■ **REQUIRED TASK**:
Give every line of the items below as a JSON list of strings, one string per line. Skip blank lines and leave the pictures out.

■ **MATERIAL PROVIDED**:

* * * *

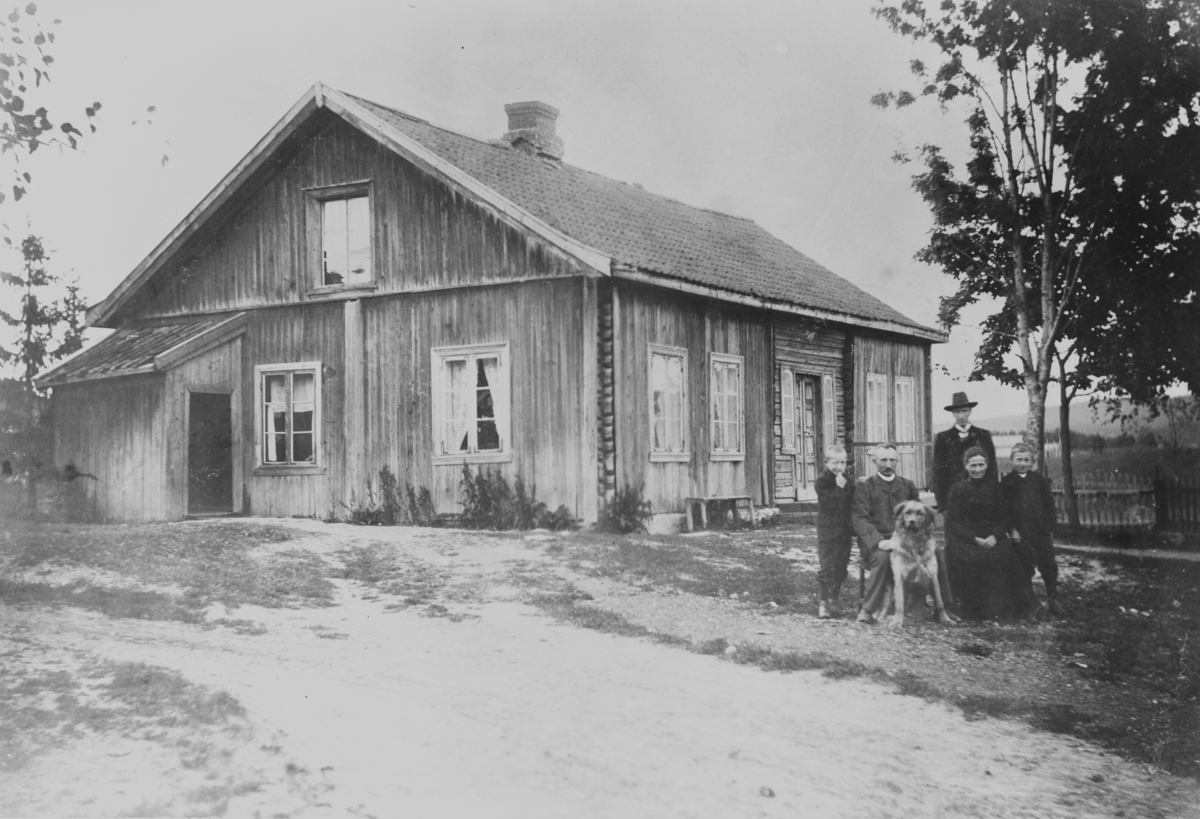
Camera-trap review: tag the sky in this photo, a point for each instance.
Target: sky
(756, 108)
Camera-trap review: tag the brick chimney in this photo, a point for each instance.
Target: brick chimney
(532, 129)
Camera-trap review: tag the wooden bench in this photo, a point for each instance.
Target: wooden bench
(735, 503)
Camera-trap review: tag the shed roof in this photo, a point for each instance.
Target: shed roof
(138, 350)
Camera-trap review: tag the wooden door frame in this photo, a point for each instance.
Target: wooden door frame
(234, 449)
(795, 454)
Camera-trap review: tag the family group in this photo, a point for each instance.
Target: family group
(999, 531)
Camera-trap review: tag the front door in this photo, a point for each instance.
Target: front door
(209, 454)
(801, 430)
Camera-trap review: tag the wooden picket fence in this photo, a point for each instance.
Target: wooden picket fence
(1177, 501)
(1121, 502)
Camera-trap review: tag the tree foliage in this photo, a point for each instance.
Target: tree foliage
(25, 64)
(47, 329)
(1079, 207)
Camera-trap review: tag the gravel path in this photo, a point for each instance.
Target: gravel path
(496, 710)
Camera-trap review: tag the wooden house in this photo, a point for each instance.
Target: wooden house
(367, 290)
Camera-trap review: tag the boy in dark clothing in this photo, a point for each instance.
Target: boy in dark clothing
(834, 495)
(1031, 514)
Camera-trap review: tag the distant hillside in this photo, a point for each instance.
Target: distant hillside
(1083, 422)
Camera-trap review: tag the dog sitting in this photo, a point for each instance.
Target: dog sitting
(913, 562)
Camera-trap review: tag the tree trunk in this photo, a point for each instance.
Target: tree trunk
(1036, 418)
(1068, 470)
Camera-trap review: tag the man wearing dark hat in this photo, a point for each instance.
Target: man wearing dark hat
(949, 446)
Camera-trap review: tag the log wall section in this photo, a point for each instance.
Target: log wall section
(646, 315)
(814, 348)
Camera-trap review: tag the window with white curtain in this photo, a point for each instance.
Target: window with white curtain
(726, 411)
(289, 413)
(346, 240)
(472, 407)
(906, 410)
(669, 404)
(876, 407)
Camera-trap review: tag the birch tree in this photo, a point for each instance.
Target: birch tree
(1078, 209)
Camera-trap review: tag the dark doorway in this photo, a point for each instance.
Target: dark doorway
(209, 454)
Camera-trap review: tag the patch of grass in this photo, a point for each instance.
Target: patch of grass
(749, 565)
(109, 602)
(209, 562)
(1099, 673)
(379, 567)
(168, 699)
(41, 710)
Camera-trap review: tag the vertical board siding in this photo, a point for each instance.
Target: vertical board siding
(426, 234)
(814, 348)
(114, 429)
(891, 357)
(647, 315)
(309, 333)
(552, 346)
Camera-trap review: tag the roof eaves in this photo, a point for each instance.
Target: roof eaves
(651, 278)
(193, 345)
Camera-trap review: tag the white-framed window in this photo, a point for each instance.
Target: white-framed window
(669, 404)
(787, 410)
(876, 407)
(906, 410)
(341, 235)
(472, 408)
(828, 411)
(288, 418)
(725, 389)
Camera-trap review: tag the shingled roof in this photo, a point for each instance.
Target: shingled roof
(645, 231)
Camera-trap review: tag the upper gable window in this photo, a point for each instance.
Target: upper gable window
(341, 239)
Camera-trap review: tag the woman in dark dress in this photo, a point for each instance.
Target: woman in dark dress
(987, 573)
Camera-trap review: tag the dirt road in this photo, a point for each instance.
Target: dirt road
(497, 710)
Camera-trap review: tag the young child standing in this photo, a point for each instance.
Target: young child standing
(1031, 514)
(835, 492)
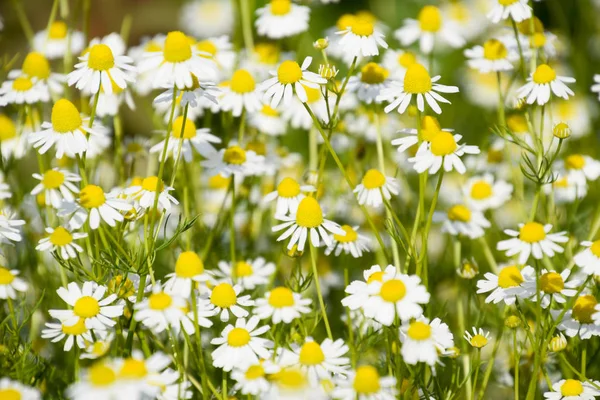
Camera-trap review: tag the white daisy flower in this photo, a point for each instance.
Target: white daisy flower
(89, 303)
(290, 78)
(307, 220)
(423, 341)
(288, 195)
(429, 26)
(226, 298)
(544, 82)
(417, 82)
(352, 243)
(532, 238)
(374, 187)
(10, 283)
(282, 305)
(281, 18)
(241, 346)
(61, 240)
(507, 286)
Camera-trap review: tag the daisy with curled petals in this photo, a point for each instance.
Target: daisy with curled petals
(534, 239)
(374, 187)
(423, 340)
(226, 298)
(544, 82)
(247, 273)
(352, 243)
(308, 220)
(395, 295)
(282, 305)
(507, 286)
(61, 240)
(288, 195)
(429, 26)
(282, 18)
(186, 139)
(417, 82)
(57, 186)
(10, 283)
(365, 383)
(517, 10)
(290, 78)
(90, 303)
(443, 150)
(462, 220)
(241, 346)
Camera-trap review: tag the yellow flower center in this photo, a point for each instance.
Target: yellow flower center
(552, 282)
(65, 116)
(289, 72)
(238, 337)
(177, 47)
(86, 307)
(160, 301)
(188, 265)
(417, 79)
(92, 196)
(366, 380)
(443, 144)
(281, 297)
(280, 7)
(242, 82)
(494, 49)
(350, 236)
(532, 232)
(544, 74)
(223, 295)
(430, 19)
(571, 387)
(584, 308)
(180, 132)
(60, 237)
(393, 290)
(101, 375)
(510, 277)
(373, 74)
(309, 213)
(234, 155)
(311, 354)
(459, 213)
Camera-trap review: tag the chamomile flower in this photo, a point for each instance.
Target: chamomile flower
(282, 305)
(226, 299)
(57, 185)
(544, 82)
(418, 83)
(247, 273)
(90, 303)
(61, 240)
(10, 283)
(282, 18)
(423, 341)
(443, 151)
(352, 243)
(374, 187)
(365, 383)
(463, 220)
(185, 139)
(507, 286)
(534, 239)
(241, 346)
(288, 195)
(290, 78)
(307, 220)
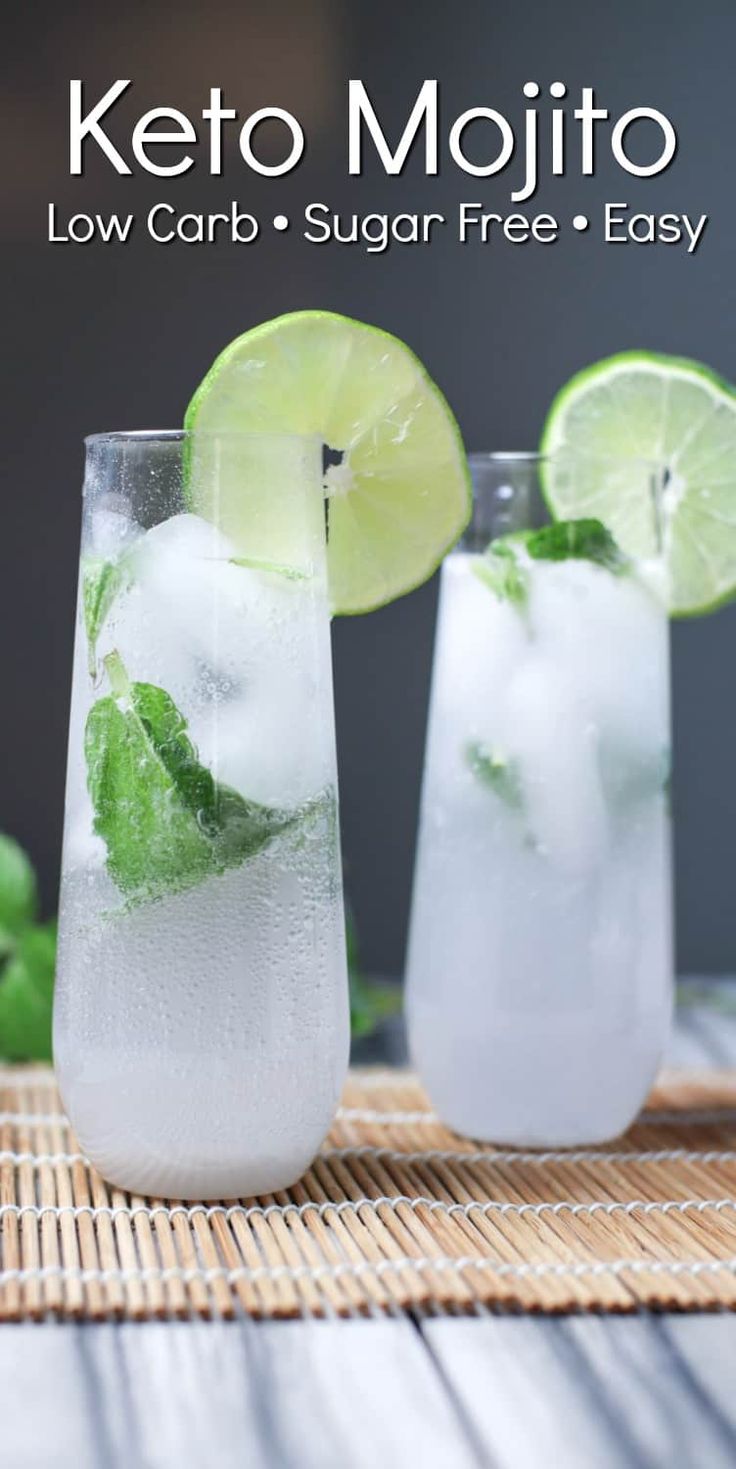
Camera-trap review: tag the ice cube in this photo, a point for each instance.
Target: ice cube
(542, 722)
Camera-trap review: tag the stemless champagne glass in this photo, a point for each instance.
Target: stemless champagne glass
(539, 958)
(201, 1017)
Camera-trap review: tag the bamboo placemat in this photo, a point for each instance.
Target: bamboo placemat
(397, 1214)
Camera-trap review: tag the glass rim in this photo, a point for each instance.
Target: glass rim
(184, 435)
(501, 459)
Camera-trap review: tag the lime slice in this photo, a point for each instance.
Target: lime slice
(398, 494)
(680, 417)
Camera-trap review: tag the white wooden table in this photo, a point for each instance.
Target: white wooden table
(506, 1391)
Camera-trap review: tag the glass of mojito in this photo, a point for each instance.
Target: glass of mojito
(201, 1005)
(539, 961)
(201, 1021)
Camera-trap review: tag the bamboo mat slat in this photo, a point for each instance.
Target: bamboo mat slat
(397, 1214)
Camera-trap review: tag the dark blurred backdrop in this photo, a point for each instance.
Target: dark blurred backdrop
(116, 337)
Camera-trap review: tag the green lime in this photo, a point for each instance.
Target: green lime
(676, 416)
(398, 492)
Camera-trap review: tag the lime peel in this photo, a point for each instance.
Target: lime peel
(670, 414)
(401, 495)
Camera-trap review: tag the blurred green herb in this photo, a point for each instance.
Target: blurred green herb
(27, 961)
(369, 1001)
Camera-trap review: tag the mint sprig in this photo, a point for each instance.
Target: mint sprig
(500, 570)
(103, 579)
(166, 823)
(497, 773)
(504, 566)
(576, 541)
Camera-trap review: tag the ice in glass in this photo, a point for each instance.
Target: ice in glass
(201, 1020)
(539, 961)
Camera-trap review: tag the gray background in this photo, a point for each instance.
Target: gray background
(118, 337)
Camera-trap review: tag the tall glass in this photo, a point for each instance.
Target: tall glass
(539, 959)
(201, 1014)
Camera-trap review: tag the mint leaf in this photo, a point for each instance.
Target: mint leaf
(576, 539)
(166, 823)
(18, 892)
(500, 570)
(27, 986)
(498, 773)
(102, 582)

* * * *

■ **COMPLETED EXERCISE**:
[
  "Camera-trap review: tag the sky in this photo, a point for each instance.",
  "Target: sky",
  "(756, 108)",
  "Camera-trap review: tag the brick chimney in this photo, a point for each instance.",
  "Target: brick chimney",
  "(532, 129)",
  "Camera-trap review: tag the wooden bench in this photo, a point for each instance.",
  "Target: wooden bench",
  "(735, 503)",
  "Camera-trap review: tag the shed roof in this photo, a point for each instance.",
  "Target: shed roof",
  "(138, 350)",
  "Camera-trap review: tag the wooden door frame in this photo, a point for each instance.",
  "Target: wooden door frame",
  "(234, 449)",
  "(795, 454)",
  "Camera-trap review: tag the family group in this photo, a point for each instance.",
  "Target: family group",
  "(999, 531)",
  "Camera-trap review: tag the front door in this photo, a point for each instance.",
  "Target: front door",
  "(209, 454)",
  "(801, 430)",
  "Camera-trap review: tag the wooden picket fence in this photo, a point for each instance.",
  "Target: wooden picket fence",
  "(1177, 501)",
  "(1121, 502)",
  "Camera-trap review: tag the tree foliage in this photo, a point for each instance.",
  "Target: tree foliage",
  "(25, 64)",
  "(47, 329)",
  "(1079, 207)",
  "Camera-trap review: tag the gravel path in this photo, a point for each instance.",
  "Target: gravel path",
  "(496, 710)",
  "Camera-trap review: tag the wooden house in this photo, a point for each instance.",
  "Target: wooden house",
  "(367, 290)",
  "Camera-trap review: tag the boy in dark clothing in this photo, a point for each instance.",
  "Target: boy in dark clothing",
  "(834, 495)",
  "(1031, 514)",
  "Camera-trap review: tag the distant hillside in this photo, a point for each instance.",
  "Target: distant hillside",
  "(1083, 422)",
  "Camera-trap review: tag the dog sitting in this photo, a point for each instance.",
  "Target: dog sitting",
  "(913, 562)",
  "Camera-trap review: tag the tree trunk in this photo, a point for each instance.",
  "Target: tree trunk",
  "(1036, 418)",
  "(1068, 470)",
  "Camera-trap review: tag the man wearing dark hat in this photo, a point for each instance.",
  "Target: man wearing dark hat",
  "(949, 446)",
  "Camera-trap review: tag the log wall section in this photo, a point for each instance.",
  "Target: log wall section",
  "(646, 315)",
  "(814, 348)",
  "Camera-trap review: tag the window with white curtain in this photo, a point for each instance.",
  "Target: window with white curtain",
  "(726, 411)",
  "(289, 413)",
  "(346, 240)",
  "(472, 407)",
  "(906, 410)",
  "(669, 404)",
  "(876, 407)",
  "Camera-trap review: tag the birch tree in this photo, a point for each instance.",
  "Target: birch tree",
  "(1078, 209)",
  "Camera-trap review: tag the dark doorway in this photo, a point for each instance.",
  "Target: dark doorway",
  "(209, 454)",
  "Camera-trap review: tag the patch of grass in this photo, a point for each instance.",
  "Target: patch of grass",
  "(749, 565)",
  "(109, 602)",
  "(209, 562)",
  "(1099, 673)",
  "(379, 567)",
  "(168, 699)",
  "(41, 710)",
  "Camera-trap review: tag the vertical board siding in this photo, a point for each instance.",
  "Target: vertical board siding",
  "(426, 234)",
  "(814, 348)",
  "(114, 429)",
  "(891, 357)",
  "(647, 315)",
  "(309, 333)",
  "(552, 346)",
  "Camera-trap review: tag the roof eaves in this photo, a point for each instance.",
  "Target: roof eaves",
  "(651, 278)",
  "(193, 345)",
  "Camera-trap review: tag the white-framed window in this photo, a point for each instance.",
  "Target: white-framed window",
  "(669, 404)",
  "(787, 410)",
  "(876, 407)",
  "(906, 410)",
  "(341, 235)",
  "(472, 408)",
  "(828, 411)",
  "(288, 418)",
  "(725, 389)",
  "Camera-trap review: tag the shingled roof in this photo, a point for each instance.",
  "Target: shingled roof",
  "(645, 231)",
  "Camera-trap review: tag the upper gable window in this photo, a point for each instance.",
  "Target: upper gable window",
  "(341, 239)",
  "Camera-trap review: tag the woman in dark dress in this photo, a point for each instance.",
  "Target: woman in dark dress",
  "(987, 573)",
  "Camera-trap review: tag the dirt road in this photo, a point for each instance.",
  "Target: dirt road",
  "(497, 710)",
  "Camera-trap review: tag the young child standing in this photo, a point for each instance.",
  "Target: young child standing",
  "(1031, 514)",
  "(835, 492)",
  "Camera-trap review: tag the white daisy flower in this photo, a point for each instance.",
  "Target: white daisy flower",
  "(89, 303)",
  "(290, 78)",
  "(307, 220)",
  "(423, 341)",
  "(288, 195)",
  "(429, 26)",
  "(226, 298)",
  "(544, 82)",
  "(417, 82)",
  "(352, 243)",
  "(532, 238)",
  "(374, 187)",
  "(10, 283)",
  "(282, 305)",
  "(281, 18)",
  "(241, 346)",
  "(61, 240)",
  "(507, 286)",
  "Camera-trap review: tag the daisy with curled petals in this photo, a point for each instance.",
  "Target: daisy with curled petals",
  "(534, 239)",
  "(374, 187)",
  "(423, 340)",
  "(226, 298)",
  "(544, 82)",
  "(247, 273)",
  "(352, 243)",
  "(308, 220)",
  "(395, 295)",
  "(282, 305)",
  "(507, 286)",
  "(61, 240)",
  "(288, 195)",
  "(429, 26)",
  "(282, 18)",
  "(186, 139)",
  "(417, 82)",
  "(57, 186)",
  "(10, 283)",
  "(365, 383)",
  "(517, 10)",
  "(290, 78)",
  "(90, 303)",
  "(443, 150)",
  "(462, 220)",
  "(241, 346)",
  "Camera-trap review: tag the yellow flower center in this photo, a point for each instance.",
  "Target: yellow flower center",
  "(552, 282)",
  "(65, 116)",
  "(289, 72)",
  "(238, 337)",
  "(177, 47)",
  "(86, 307)",
  "(160, 301)",
  "(188, 265)",
  "(417, 79)",
  "(92, 196)",
  "(366, 380)",
  "(443, 144)",
  "(281, 297)",
  "(280, 7)",
  "(242, 82)",
  "(494, 49)",
  "(350, 236)",
  "(532, 232)",
  "(544, 74)",
  "(223, 295)",
  "(430, 19)",
  "(571, 387)",
  "(584, 308)",
  "(180, 132)",
  "(60, 237)",
  "(393, 290)",
  "(101, 375)",
  "(510, 277)",
  "(373, 74)",
  "(309, 213)",
  "(234, 155)",
  "(311, 354)",
  "(459, 213)",
  "Camera-trap review: tag the chamomile flower in this photo, a point for each instance.",
  "Target: chamomile flower",
  "(282, 305)",
  "(226, 299)",
  "(57, 185)",
  "(544, 82)",
  "(418, 83)",
  "(247, 273)",
  "(90, 303)",
  "(61, 240)",
  "(10, 283)",
  "(282, 18)",
  "(423, 341)",
  "(443, 151)",
  "(352, 243)",
  "(374, 187)",
  "(365, 383)",
  "(463, 220)",
  "(185, 139)",
  "(507, 286)",
  "(534, 239)",
  "(241, 346)",
  "(288, 195)",
  "(290, 78)",
  "(307, 220)",
  "Camera-trap review: tag the ice cube in this photo, a point for each instance.",
  "Target: ice cube",
  "(542, 722)",
  "Camera-trap review: tag the stemless champagne glass in this photo, a point for each instance.",
  "Target: stemless champagne glass",
  "(539, 958)",
  "(201, 1017)",
  "Camera-trap review: tag the bamboo placemat in this photo, a point for each instance.",
  "Target: bamboo placemat",
  "(397, 1214)",
  "Camera-trap review: tag the glass rim in this photo, a point for each instance.",
  "Target: glass rim",
  "(184, 435)",
  "(501, 459)",
  "Camera-trap review: tag the lime slice in this photo, a point for each instance.",
  "Target: lime slice",
  "(398, 494)",
  "(680, 417)",
  "Camera-trap review: tag the white wooden table in this photo, a point for each instance.",
  "Target: white wooden table",
  "(506, 1391)",
  "Camera-trap review: tag the glass of mojito in this photo, a point for each instance.",
  "Target: glass of mojito",
  "(201, 1005)",
  "(539, 961)",
  "(201, 1021)",
  "Camera-trap review: tag the bamboo mat slat in this photo, a point for each instance.",
  "Target: bamboo mat slat",
  "(397, 1214)",
  "Camera-trap review: tag the dark blurred backdrop in this photo, a point for each instance.",
  "Target: dark blurred backdrop",
  "(116, 337)",
  "Camera-trap review: tag the green lime in this photo, a point for each instance.",
  "Target: green lime",
  "(676, 416)",
  "(398, 492)",
  "Camera-trap review: tag the lime peel in this photo, a point for each instance.",
  "Target: lime peel",
  "(670, 414)",
  "(401, 495)",
  "Camera-trap review: tag the blurred green herb in this photo, a point for each instance.",
  "Target: blurred green herb",
  "(27, 961)",
  "(369, 1001)",
  "Camera-trap review: tag the mint sprig in this photo, a point for each instance.",
  "Target: mint sprig",
  "(500, 570)",
  "(103, 579)",
  "(166, 823)",
  "(497, 773)",
  "(504, 566)",
  "(576, 541)",
  "Camera-trap review: tag the ice in glass in this photo, a point for each instance.",
  "Target: ice in glass",
  "(201, 1020)",
  "(539, 961)",
  "Camera-trap review: tag the gray background in this photo, a point for each instance.",
  "Target: gray background",
  "(118, 337)",
  "Camera-trap review: tag the tall glass in this photo, a point for each instance.",
  "Target: tall glass",
  "(539, 959)",
  "(201, 1014)",
  "Camera-trap review: tag the mint leaf in this photo, a point for each instance.",
  "Target: mint leaf",
  "(576, 539)",
  "(166, 823)",
  "(18, 892)",
  "(500, 570)",
  "(27, 986)",
  "(498, 773)",
  "(102, 582)"
]